> **EXERCISE**: Please turn the records from the line with "Localize neck. Reply" to the line with "[159, 226, 354, 261]", both included, into a two-column CSV with the headers text and answer. Give one row per record, with each value in a quoted field and line breaks replaced by spaces, and leave out all other records.

---------- DATA FOR PROCESSING

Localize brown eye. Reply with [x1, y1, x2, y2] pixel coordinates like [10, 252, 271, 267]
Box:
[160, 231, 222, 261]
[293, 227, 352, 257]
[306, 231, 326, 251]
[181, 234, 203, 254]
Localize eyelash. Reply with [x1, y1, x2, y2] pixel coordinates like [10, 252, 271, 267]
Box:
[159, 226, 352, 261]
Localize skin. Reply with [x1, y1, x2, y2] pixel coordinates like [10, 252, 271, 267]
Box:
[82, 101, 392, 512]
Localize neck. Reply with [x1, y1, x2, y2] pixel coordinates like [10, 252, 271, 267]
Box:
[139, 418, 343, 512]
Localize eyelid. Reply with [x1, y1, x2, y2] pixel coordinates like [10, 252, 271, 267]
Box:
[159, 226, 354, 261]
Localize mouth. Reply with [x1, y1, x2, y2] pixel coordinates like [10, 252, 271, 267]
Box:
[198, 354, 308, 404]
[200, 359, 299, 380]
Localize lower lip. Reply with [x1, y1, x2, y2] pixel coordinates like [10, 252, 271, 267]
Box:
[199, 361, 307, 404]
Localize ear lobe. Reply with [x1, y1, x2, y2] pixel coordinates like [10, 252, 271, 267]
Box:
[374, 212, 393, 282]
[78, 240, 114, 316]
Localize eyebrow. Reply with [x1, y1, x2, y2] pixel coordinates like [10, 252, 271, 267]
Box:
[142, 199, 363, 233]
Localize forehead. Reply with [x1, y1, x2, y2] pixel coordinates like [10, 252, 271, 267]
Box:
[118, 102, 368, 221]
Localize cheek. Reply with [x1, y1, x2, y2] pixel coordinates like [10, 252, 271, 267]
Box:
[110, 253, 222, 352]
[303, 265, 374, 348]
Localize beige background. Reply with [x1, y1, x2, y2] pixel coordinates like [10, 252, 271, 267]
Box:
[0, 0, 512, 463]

--------------------

> **CORRECT ANSWER**:
text,answer
"Localize neck. Reply with [x1, y1, x2, y2] pixel coordinates like [10, 252, 271, 267] Box:","[139, 418, 343, 512]"
"Localize eyelid. Reply with [x1, y1, x2, y2] pixel coordinates like [10, 252, 271, 267] Box:","[159, 226, 354, 261]"